PROBLEM DESCRIPTION
Please give the data again in full, exactly as provided.

WORKING DATA
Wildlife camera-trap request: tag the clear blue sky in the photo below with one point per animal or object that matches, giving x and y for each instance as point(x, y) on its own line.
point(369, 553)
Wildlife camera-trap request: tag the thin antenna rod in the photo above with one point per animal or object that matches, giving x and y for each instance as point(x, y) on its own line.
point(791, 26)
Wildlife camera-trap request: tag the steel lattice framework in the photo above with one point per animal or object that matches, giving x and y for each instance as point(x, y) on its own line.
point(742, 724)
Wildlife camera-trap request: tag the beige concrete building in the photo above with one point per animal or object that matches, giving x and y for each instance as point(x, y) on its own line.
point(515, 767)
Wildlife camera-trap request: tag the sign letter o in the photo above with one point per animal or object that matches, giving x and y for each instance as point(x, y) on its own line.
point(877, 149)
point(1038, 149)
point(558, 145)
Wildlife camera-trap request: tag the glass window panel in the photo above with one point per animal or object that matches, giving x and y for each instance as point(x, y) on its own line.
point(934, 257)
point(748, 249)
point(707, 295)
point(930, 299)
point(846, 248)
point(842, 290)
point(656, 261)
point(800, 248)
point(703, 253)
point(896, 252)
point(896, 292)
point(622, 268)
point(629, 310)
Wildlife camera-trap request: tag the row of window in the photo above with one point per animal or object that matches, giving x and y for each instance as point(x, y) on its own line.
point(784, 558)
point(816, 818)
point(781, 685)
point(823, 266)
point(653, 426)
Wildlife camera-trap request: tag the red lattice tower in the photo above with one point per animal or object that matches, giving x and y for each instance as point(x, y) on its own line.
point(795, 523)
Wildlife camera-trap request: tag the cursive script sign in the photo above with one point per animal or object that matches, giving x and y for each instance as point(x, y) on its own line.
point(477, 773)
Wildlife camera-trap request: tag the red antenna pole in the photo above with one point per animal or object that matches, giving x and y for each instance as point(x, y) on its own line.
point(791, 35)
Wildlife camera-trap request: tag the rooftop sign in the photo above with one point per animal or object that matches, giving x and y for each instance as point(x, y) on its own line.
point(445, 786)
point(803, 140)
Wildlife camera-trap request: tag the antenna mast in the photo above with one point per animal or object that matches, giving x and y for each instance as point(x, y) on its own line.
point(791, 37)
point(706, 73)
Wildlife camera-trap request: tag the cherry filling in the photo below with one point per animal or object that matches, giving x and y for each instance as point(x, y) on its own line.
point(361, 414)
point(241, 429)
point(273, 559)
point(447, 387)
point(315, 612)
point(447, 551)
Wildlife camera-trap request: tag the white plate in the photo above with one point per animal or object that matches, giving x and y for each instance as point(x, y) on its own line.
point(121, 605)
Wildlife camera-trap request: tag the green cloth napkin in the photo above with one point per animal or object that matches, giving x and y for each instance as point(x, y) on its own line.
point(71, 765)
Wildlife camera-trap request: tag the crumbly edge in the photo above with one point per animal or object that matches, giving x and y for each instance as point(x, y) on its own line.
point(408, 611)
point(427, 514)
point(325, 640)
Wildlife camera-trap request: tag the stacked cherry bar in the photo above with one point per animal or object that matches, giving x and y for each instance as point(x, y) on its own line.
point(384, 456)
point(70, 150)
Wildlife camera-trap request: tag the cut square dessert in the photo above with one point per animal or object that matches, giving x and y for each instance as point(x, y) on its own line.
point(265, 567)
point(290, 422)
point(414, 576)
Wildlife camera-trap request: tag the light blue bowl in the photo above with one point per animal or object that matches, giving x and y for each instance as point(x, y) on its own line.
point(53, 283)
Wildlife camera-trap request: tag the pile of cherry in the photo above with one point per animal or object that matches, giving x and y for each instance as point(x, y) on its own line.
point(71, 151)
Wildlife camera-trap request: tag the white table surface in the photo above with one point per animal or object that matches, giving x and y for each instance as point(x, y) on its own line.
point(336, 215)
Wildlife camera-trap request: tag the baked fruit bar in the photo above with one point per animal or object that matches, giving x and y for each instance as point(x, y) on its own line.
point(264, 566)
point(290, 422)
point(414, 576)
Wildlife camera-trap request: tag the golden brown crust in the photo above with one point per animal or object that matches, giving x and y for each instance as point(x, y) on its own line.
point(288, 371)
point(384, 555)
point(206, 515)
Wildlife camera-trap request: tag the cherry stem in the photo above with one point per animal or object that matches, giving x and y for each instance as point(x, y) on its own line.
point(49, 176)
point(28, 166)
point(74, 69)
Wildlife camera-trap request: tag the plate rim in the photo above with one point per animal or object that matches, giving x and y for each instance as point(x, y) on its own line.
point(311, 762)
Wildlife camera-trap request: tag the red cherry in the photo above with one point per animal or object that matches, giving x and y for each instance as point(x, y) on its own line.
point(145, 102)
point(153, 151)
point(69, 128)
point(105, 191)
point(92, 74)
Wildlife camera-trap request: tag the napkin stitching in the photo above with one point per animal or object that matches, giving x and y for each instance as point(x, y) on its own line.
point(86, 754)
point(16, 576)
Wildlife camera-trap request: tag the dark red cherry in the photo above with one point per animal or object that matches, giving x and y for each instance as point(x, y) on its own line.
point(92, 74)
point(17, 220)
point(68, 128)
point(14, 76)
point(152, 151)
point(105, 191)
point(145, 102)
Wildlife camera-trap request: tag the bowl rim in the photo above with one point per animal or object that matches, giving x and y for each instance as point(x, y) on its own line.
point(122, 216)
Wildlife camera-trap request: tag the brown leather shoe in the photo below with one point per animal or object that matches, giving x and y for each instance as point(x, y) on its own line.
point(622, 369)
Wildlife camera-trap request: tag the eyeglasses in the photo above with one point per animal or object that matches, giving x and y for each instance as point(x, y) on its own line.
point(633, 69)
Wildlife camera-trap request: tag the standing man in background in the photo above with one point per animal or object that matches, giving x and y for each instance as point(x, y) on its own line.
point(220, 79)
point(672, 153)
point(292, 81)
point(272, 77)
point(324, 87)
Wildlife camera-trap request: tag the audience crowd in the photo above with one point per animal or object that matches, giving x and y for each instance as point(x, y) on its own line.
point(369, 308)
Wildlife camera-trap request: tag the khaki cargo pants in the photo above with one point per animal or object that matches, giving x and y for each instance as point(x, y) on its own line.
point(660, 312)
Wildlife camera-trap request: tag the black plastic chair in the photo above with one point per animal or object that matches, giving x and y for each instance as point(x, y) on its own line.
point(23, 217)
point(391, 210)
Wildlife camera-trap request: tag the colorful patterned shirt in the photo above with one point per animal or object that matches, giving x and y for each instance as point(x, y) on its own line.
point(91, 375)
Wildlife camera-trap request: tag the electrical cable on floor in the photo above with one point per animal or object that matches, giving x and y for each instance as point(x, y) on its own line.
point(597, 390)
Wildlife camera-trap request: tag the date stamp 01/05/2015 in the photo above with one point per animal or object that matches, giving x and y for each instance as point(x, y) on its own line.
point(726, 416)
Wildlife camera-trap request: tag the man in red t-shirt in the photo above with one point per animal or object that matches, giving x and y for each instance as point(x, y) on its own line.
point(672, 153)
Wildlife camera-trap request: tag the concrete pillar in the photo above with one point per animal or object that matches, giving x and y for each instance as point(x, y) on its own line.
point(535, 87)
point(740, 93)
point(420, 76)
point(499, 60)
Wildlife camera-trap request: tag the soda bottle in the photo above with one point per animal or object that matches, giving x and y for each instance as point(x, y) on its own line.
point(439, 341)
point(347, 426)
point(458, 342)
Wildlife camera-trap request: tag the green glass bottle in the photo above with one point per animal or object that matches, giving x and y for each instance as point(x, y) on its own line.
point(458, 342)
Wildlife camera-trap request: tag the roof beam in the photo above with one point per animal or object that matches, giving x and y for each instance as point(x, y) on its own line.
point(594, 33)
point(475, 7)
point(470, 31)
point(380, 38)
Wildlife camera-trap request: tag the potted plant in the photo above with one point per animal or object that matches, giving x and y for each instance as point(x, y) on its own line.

TASK SOLUTION
Wildlife camera-trap request: tag the clear blue sky in the photo below with one point per animal or object that matches, giving x and y for each instance as point(x, y) on its own line.
point(369, 553)
Wildlife camera-trap request: tag the thin antenna rod in the photo above with one point per animal or object that matches, giving x and y for each instance as point(x, y) on its own line.
point(791, 26)
Wildlife camera-trap request: tag the steel lattice framework in the photo above with one point per animal or object that matches, giving x and y for each instance as point(x, y) on its own line.
point(742, 724)
Wildlife camera-trap request: tag the beige concrete building in the photo above with one point per animal or object that matches, giving x and y for each instance as point(x, y) on its own line.
point(515, 767)
Wildlife camera-trap request: tag the sign letter o in the photo above with one point per animal or object that matches, giving x and y for each instance as point(x, y) on its own line.
point(877, 149)
point(1038, 149)
point(558, 145)
Wildlife camera-trap request: tag the glass window panel in the photo above with one point per animal or object that matches, giving x and y for each instance as point(x, y) on its own line.
point(934, 257)
point(748, 249)
point(707, 295)
point(930, 299)
point(846, 248)
point(842, 290)
point(656, 261)
point(800, 248)
point(703, 253)
point(896, 252)
point(896, 292)
point(622, 268)
point(629, 310)
Wildlife camera-trap request: tag the row of window in the photo above with one point per animal or object that matches, giving x and y for each instance as point(x, y) on its own line.
point(784, 558)
point(816, 818)
point(781, 685)
point(823, 266)
point(653, 426)
Wildlife camera-trap request: tag the red lattice tower in the photo above with one point per animal or object that matches, giving x and y for each instance as point(x, y) on its own line.
point(795, 523)
Wildlife camera-trap request: tag the cursive script sign in the photo above with one point per animal or object that matches, giving x and y for each instance as point(x, y) on its own line.
point(477, 773)
Wildlife camera-trap request: tag the red antenna pole in the photo above with one point per animal or object that matches, giving x and y for each instance as point(x, y) on its own line.
point(791, 35)
Wildlife camera-trap request: tag the rooftop sign in the photo above with one point per animal or object that matches, giving x and y for each instance as point(x, y) on its own line.
point(445, 786)
point(803, 140)
Wildlife camera-trap request: tag the antenna mast in the photo above with one point per animal or object that matches, giving x and y for each instance as point(x, y) on its own line.
point(791, 37)
point(706, 73)
Wildlife camera-trap request: tag the cherry filling in the photo below with one point per animal or object that matches, giving x and y for each instance as point(x, y) on its own line.
point(361, 414)
point(241, 429)
point(273, 559)
point(447, 387)
point(315, 612)
point(447, 551)
Wildlife camera-trap request: tag the white plate in the photo above with one point per animal or object that matches, giving x and y for each instance as point(x, y) on its own line.
point(121, 605)
Wildlife camera-trap request: tag the green cloth napkin in the photo above with one point per animal or object that matches, giving x and y for each instance as point(x, y) on its own line.
point(71, 765)
Wildlife camera-trap request: tag the crumbly edge in the photo above with one point per animal or object that matches, giving x and y for each instance as point(x, y) on its own line.
point(408, 611)
point(427, 514)
point(325, 640)
Wildlife camera-trap request: tag the stacked cherry bar in the photo above with one point per animal or object that matches, giving x and y for each instance as point(x, y) on its own line.
point(384, 456)
point(70, 150)
Wildlife camera-trap request: tag the cut square dessert in the photo above with one point per animal or object that matches, giving x and y for each instance as point(x, y) on its own line.
point(265, 567)
point(290, 422)
point(414, 576)
Wildlife camera-trap request: tag the light blue bowl in the photo above with one point per animal or object that matches, giving x and y for each instance as point(x, y) on its own line.
point(53, 283)
Wildlife camera-trap request: tag the pile of cherry in the photo above with one point per animal or object that matches, giving x and y for each instance as point(x, y) on its own line.
point(71, 151)
Wildlife camera-trap request: tag the white table surface in the photo above with one point per animal or object that matches, giving x and y for each instance as point(x, y) on its own line.
point(336, 215)
Wildlife camera-trap request: tag the baked fruit bar in the photo above with one point per animal or object that matches, giving x and y for each instance as point(x, y) on its own line.
point(264, 566)
point(290, 422)
point(414, 576)
Wildlife camera-trap request: tag the golden brown crust in the photo above with one point per animal or object that matches, giving x and y for each instance as point(x, y) on its own line.
point(288, 371)
point(384, 555)
point(206, 515)
Wildlife camera-trap request: tag the cherry stem in the photo above with one point per animal or object that matches, giving x and y for each instance as point(x, y) on its own line.
point(49, 176)
point(28, 166)
point(74, 69)
Wildlife camera-trap request: tag the plate rim in the photo above with one point per animal or object that matches, giving x and y for each instance as point(x, y) on its own line.
point(311, 762)
Wildlife camera-trap request: tag the red cherry in the photo above with one point per animal or object that matches, giving x and y for each instance as point(x, y) on its own line.
point(145, 102)
point(153, 151)
point(69, 128)
point(105, 191)
point(92, 74)
Wildlife camera-trap request: tag the napkin stitching in the photo above with one point per animal or object that matches, giving x and y for each instance as point(x, y) on its own line.
point(86, 754)
point(16, 576)
Wildlife camera-trap request: tag the dark red cherry in the photo above with one point per animal or object that matches, giving x and y for each instance as point(x, y) on its own line.
point(92, 74)
point(17, 220)
point(68, 128)
point(14, 76)
point(152, 151)
point(105, 191)
point(145, 102)
Wildlife camera-trap request: tag the bowl rim in the photo above with one point per animal or object that matches, giving x and y for each instance as point(x, y) on its own line.
point(122, 216)
Wildlife camera-trap request: tag the brown leather shoe in the photo below with one point per animal or object that matches, giving x and y for each instance as point(x, y) on its own line.
point(622, 369)
Wildlife camera-trap request: tag the eyeglasses in the photo above with one point per animal or object that matches, giving x and y for each instance as point(x, y) on its own line.
point(633, 69)
Wildlife camera-trap request: tag the standing man in background in the photo above with one point per animal or object that matches, giving x and y for each instance as point(x, y) on its own line.
point(220, 79)
point(672, 153)
point(292, 81)
point(272, 77)
point(324, 87)
Wildlife camera-trap request: tag the audience crowd in the photo above with one point per animal or object that matches, giving x and y for each instance as point(x, y) on its own line.
point(369, 308)
Wildlife camera-trap request: tag the khaki cargo pants in the photo above with one point per animal or object that matches, giving x and y for each instance as point(x, y) on its own line.
point(660, 312)
Wildlife camera-trap request: tag the black plastic chair in the photo above with one point per animal or object that matches, giving x and y for each instance as point(x, y) on its own line.
point(23, 217)
point(391, 210)
Wildlife camera-trap request: tag the colorful patterned shirt in the photo above with one point per animal or object that matches, giving x and y for each instance as point(x, y) on its own line.
point(91, 375)
Wildlife camera-trap request: tag the electrical cable on floor in the photo above with one point per animal or object that matches, giving x and y for each instance as point(x, y) on its own line.
point(597, 390)
Wildlife camera-trap request: tag the date stamp 01/05/2015 in the photo above with one point per animal or object that matches, giving x and y for each instance as point(x, y) on its own line.
point(726, 416)
Wildlife camera-trap request: tag the man in red t-shirt in the photo above with one point per animal or object that matches, giving x and y for each instance as point(x, y) on its own line.
point(672, 153)
Wildlife camera-trap request: tag the concrete pillar in the photo above with one point per animal or object that matches, giving x and y for each instance as point(x, y) on its own line.
point(535, 87)
point(740, 93)
point(420, 76)
point(499, 60)
Wildlife camera-trap request: tag the soda bottle in the photo above with one point per animal or object that matches, giving x and y for each instance as point(x, y) on its own line.
point(439, 341)
point(347, 426)
point(458, 342)
Wildlife camera-trap request: tag the green glass bottle in the photo above with one point per animal or object that matches, giving x and y for each instance as point(x, y) on its own line.
point(458, 342)
Wildlife camera-trap request: tag the roof beam in the photo above with one point per animal or object that matches, giving x and y for each instance as point(x, y) on its own line.
point(594, 33)
point(475, 7)
point(470, 31)
point(380, 38)
Wildlife camera-trap request: tag the potted plant in the photo above with one point per animal or object that matches, giving x and y for each instance as point(x, y) on its own line.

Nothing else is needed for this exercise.